Check every line of the data below for the word "above". Copy the ones that have it.

■ **SOURCE MATERIAL**
◆ ◆ ◆ ◆

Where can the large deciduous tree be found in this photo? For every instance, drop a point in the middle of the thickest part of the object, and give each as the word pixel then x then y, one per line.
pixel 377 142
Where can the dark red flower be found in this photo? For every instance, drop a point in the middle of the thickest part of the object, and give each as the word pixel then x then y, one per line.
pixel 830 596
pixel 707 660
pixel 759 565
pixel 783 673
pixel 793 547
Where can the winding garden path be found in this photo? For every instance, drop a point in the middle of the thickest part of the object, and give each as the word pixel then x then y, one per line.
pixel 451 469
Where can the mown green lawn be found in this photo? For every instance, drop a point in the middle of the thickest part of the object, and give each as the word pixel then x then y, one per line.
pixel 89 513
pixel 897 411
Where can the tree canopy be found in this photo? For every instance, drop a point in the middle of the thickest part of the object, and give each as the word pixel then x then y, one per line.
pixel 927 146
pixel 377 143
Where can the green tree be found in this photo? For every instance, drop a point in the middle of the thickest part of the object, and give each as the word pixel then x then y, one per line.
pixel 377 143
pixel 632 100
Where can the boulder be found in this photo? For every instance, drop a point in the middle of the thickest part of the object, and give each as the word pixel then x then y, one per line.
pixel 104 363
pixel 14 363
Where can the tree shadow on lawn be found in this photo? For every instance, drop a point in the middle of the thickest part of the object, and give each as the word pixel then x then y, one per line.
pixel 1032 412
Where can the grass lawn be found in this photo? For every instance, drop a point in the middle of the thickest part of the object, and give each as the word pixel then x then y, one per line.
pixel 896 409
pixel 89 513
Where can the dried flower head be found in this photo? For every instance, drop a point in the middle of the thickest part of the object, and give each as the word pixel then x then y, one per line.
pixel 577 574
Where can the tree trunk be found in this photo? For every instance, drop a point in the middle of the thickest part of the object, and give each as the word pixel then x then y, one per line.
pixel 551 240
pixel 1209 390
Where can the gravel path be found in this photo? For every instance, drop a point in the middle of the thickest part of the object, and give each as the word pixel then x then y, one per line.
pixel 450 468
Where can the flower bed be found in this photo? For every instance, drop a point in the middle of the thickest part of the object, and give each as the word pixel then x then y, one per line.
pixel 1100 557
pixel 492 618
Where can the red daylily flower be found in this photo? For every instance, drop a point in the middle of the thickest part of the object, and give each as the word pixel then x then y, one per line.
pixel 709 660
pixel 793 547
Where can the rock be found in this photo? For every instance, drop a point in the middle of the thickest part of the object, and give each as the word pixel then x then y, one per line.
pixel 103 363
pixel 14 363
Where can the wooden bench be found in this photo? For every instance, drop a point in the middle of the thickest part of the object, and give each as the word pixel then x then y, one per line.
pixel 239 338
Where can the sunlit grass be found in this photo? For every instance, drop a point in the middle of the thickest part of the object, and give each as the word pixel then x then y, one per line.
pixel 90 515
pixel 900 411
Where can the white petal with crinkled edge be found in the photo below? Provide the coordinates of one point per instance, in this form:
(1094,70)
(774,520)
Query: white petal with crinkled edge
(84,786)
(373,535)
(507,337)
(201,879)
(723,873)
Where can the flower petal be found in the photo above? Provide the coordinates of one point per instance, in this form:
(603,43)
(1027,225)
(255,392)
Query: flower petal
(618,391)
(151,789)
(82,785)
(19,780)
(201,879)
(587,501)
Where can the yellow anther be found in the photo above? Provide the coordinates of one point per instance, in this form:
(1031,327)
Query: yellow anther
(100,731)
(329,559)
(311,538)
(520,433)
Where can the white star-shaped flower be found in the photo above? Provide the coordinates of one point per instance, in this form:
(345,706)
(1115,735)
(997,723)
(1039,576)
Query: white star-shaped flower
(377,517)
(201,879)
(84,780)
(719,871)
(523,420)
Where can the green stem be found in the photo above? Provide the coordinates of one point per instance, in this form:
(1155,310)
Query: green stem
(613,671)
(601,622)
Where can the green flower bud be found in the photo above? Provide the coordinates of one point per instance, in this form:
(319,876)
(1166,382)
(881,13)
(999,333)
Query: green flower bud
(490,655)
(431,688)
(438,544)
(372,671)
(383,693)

◆ ◆ ◆ ◆

■ **SOLUTION FOR THIS PROBLEM**
Where can the flower petal be found in the photo above? Provide the coordinates of one point per instance, in this form:
Where can the yellow anther be found in the photo above? Provide the coordinates of one point per instance, in this form:
Where can the white star-shaped flower be found in the photo above? Provide the coordinates of one point per instance, in this form:
Where can the green stem be found in the photo above? Provide the coordinates of one point per instance, in this form:
Where can the green flower bud be found in the photo above? Provide the coordinates of one point per instance, in this form:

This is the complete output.